#### [What is asked]
Please output exactly the run of lines that starts at the line with "Find the tree-covered" and ends at the last line of the records below.

==== Supplied material ====

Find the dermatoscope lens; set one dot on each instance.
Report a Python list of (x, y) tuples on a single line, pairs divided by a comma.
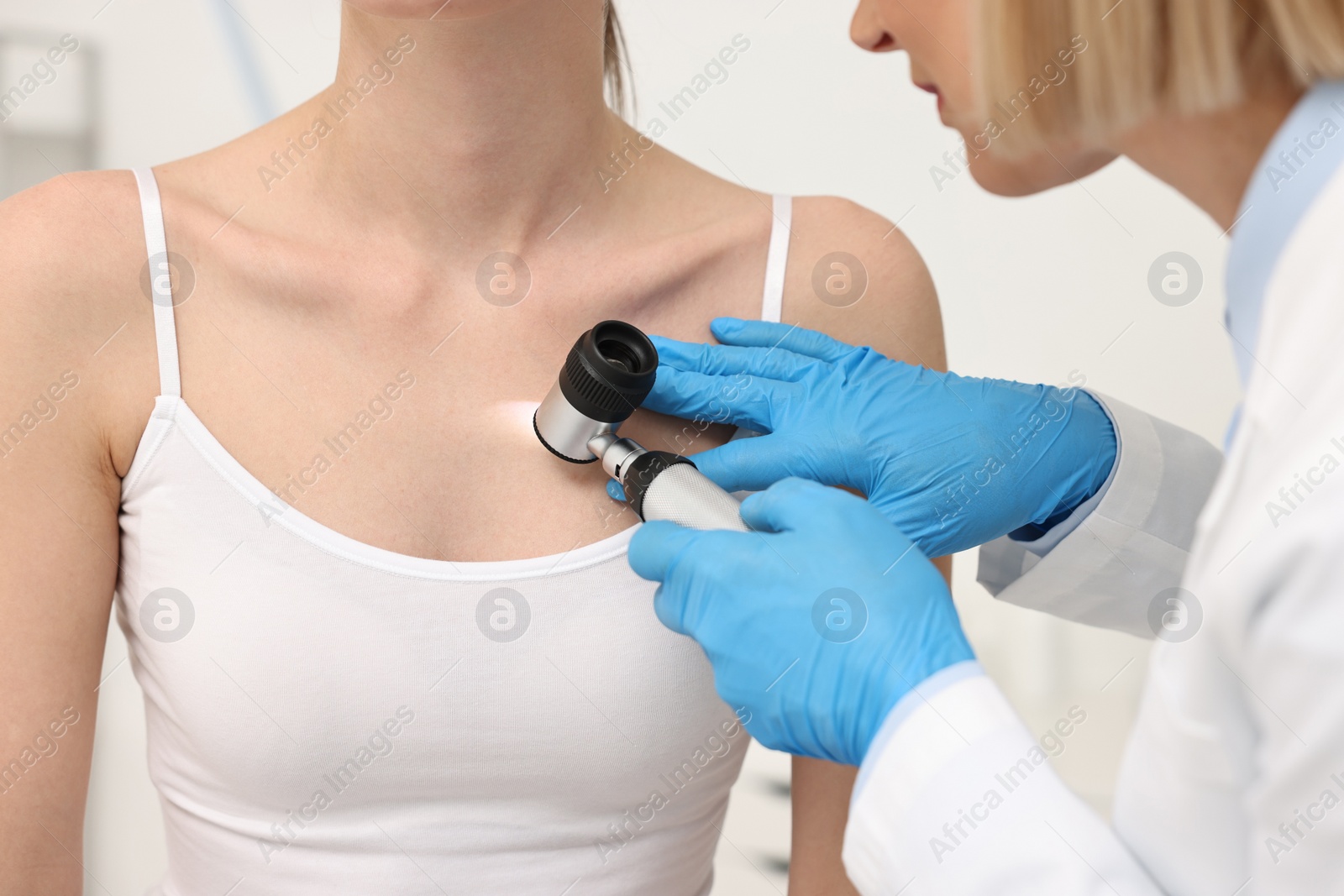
[(606, 376)]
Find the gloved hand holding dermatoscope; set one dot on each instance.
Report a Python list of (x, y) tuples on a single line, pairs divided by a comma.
[(606, 376)]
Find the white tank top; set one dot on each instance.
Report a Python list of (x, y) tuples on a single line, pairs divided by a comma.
[(326, 716)]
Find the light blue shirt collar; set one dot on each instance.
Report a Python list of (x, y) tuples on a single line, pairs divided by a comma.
[(1305, 152)]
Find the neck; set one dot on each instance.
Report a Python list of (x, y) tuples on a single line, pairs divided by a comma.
[(494, 121), (1210, 159)]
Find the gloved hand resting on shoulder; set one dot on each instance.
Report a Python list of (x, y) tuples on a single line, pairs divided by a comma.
[(953, 461), (816, 624)]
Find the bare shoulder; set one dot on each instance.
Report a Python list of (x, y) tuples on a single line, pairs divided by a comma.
[(73, 254), (855, 275)]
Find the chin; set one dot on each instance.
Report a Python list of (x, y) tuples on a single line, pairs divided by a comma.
[(428, 8), (1027, 175)]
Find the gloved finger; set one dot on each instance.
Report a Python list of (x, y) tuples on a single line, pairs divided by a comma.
[(753, 464), (718, 399), (793, 504), (656, 546), (734, 360), (730, 331)]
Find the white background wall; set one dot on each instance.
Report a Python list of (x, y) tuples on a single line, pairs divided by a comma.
[(1032, 289)]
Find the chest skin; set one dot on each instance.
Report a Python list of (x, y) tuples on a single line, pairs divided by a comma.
[(393, 402)]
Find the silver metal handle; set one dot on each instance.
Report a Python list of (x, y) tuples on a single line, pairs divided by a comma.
[(689, 497)]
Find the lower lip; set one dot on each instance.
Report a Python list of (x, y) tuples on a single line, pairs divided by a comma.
[(934, 92)]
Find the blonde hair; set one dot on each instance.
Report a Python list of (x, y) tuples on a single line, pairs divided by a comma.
[(1088, 69), (616, 63)]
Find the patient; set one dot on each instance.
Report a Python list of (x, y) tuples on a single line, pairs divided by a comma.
[(387, 642)]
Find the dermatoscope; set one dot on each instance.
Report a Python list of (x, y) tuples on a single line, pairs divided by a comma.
[(606, 376)]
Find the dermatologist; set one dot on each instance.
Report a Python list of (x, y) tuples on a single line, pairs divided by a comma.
[(833, 636)]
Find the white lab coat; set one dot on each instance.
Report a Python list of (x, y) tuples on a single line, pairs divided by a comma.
[(1233, 782)]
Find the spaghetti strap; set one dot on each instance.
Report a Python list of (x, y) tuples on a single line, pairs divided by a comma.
[(160, 282), (777, 259)]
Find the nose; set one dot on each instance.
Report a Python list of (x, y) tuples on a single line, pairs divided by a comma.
[(869, 31)]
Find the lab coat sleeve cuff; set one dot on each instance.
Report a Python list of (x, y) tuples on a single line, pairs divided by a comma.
[(956, 797), (1124, 547)]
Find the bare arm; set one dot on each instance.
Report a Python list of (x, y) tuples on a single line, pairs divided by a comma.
[(58, 519), (853, 275)]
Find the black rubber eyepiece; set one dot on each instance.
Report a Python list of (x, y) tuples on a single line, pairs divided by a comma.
[(609, 371)]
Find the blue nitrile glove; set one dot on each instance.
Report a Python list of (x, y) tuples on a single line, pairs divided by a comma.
[(816, 624), (953, 461)]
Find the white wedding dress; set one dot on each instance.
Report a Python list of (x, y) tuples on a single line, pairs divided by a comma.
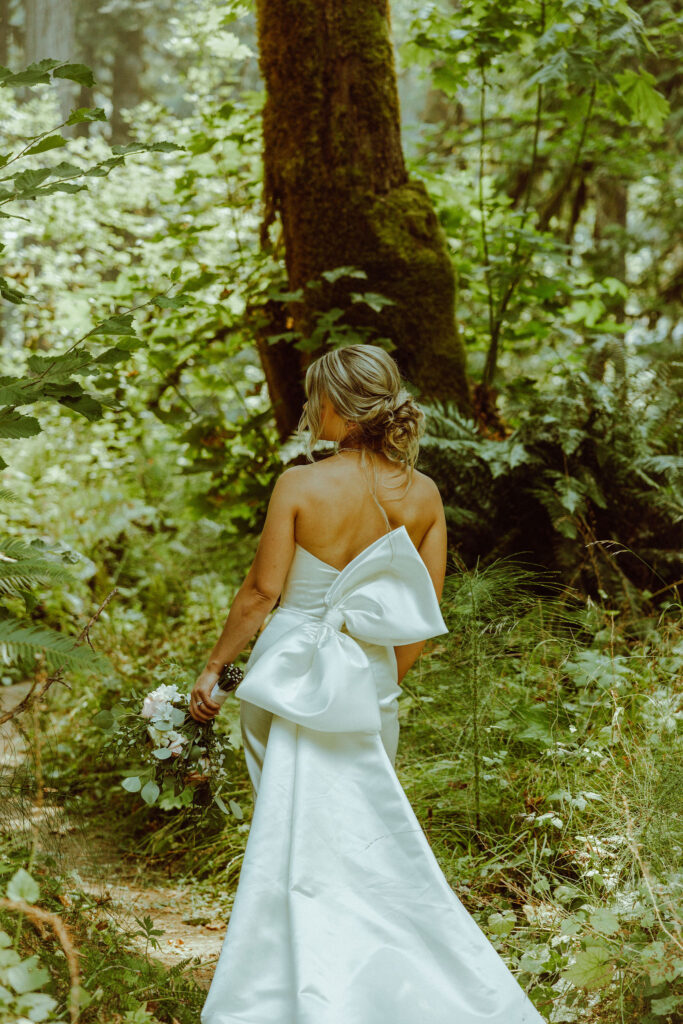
[(342, 914)]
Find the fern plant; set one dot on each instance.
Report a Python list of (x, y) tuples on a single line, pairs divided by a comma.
[(24, 568), (589, 483)]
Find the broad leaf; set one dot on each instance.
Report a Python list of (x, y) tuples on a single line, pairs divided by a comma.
[(13, 424), (51, 142), (22, 886), (76, 73)]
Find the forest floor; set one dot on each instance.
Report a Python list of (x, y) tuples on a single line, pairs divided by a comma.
[(123, 889)]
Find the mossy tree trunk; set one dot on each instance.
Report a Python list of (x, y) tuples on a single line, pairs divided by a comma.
[(335, 175)]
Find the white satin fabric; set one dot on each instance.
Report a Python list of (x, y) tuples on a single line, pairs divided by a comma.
[(342, 914)]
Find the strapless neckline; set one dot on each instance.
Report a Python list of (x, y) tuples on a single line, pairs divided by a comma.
[(365, 551)]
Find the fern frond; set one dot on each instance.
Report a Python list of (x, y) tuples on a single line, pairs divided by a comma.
[(22, 567)]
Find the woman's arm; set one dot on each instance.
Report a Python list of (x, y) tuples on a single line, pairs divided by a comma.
[(433, 552), (258, 593)]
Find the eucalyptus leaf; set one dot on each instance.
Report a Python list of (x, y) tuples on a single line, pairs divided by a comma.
[(150, 793)]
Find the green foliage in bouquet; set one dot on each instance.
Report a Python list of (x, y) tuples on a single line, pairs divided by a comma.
[(172, 761)]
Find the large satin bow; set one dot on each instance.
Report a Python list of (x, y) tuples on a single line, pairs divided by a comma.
[(318, 677)]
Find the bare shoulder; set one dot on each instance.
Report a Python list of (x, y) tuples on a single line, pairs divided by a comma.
[(428, 492)]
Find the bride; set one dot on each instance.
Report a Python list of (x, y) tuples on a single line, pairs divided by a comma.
[(342, 914)]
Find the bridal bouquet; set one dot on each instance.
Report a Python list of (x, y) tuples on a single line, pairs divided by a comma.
[(178, 761)]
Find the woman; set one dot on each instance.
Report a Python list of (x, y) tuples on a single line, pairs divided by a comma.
[(342, 914)]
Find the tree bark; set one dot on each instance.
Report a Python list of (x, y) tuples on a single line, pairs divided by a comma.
[(335, 175), (4, 32), (125, 80)]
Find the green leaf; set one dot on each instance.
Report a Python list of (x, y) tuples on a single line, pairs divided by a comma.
[(146, 147), (163, 753), (219, 803), (85, 404), (27, 181), (22, 886), (150, 793), (36, 1006), (76, 73), (592, 969), (113, 355), (500, 924), (9, 293), (343, 271), (648, 105), (51, 142), (122, 324), (164, 302), (372, 299), (82, 114), (15, 425)]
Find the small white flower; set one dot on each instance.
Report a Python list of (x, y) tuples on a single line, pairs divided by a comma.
[(166, 692)]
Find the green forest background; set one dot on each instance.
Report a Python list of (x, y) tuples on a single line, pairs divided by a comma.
[(196, 199)]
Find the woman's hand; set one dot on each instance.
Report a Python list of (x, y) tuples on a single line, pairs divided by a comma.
[(202, 708)]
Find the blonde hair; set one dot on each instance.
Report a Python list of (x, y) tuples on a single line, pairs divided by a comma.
[(364, 386)]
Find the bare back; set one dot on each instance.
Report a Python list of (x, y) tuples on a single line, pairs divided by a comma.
[(338, 517)]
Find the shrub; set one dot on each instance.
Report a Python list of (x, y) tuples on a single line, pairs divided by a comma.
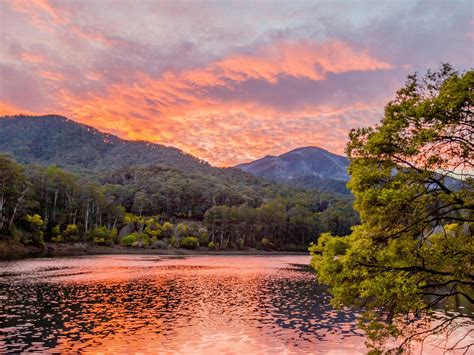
[(70, 234), (189, 243), (266, 244), (35, 226), (203, 237), (213, 245), (167, 230), (103, 235), (181, 230), (129, 239)]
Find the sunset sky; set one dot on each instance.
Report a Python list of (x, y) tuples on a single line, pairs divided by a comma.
[(226, 81)]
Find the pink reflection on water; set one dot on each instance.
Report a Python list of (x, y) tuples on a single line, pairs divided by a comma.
[(149, 304)]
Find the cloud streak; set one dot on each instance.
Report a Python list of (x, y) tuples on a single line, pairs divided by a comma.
[(228, 83)]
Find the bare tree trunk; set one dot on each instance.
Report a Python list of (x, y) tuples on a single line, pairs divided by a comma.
[(16, 208)]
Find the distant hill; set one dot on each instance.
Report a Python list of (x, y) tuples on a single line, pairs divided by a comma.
[(56, 140), (308, 167)]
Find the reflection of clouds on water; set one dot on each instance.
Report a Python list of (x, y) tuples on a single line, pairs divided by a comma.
[(194, 305)]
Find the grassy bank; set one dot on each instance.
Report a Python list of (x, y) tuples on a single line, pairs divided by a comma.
[(14, 251)]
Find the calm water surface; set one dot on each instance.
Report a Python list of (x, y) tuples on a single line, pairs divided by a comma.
[(150, 304)]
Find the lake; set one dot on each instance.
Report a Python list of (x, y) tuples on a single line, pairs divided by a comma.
[(154, 304)]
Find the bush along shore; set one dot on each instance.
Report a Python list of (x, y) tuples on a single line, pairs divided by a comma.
[(138, 235)]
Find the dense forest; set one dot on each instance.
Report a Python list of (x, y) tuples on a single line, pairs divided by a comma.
[(413, 250), (159, 207)]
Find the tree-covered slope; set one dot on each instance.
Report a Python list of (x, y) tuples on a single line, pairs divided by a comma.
[(56, 140)]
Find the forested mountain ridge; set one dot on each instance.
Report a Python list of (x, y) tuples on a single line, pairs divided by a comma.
[(135, 194), (57, 140), (307, 167)]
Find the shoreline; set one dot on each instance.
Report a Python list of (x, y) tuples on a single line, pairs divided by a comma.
[(16, 251)]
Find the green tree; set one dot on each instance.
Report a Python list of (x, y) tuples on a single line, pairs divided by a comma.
[(415, 245)]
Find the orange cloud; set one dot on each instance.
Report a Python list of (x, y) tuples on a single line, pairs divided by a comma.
[(31, 57), (186, 109)]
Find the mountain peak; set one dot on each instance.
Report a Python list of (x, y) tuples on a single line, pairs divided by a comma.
[(306, 166)]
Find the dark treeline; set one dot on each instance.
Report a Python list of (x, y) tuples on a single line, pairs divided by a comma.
[(223, 209)]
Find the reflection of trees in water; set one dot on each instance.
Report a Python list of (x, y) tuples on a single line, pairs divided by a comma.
[(171, 306), (296, 302), (71, 316)]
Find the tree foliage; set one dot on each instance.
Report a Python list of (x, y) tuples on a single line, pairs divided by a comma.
[(414, 247)]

====

#### [Task output]
Find the tree-covered slope; set one dot on each instance.
Report a Python list of (x, y) tuples on a single line, pairs divided by a comma.
[(56, 140)]
Find the forested mountain ridge; set one dot on each instance.
Report a Python list of (x, y) tuples on a single line, pairs divided by a comma.
[(135, 194), (57, 140), (307, 167)]
Find the shoreline; set one dot on each instance.
Report a Python list of (x, y) tuples on a single line, pairs divided by a comma.
[(16, 251)]
Find the green tree; set one dot on each instance.
Report a Python list of (x, y) tuples on a single line, pairs divided by a comma.
[(415, 245)]
Find the orange cloud; set one dot on each instance.
Report a Python list of (x, y) tuples on a single line, pairs divided by a comma.
[(31, 57), (186, 109)]
Find the mountain peak; set one dot on each instance.
Report a Python list of (x, y) tuples on a single line, pairs divided by a comma.
[(306, 166)]
Find the dark treeline; set one dot on each instance.
Report a Python list of (x, y) tuples on a single line, pairs divided by a comma.
[(223, 209)]
Find the reflection of trees in water; set one dot on each instance.
Report a Python list of (x, y) tuples on a single line, pairs divided by a comma.
[(171, 306), (296, 302), (71, 316)]
Find the tree foliage; set one dot on each instance.
Report a Python list of (x, y) tuples on a single line, pairs divided by a comma.
[(414, 247)]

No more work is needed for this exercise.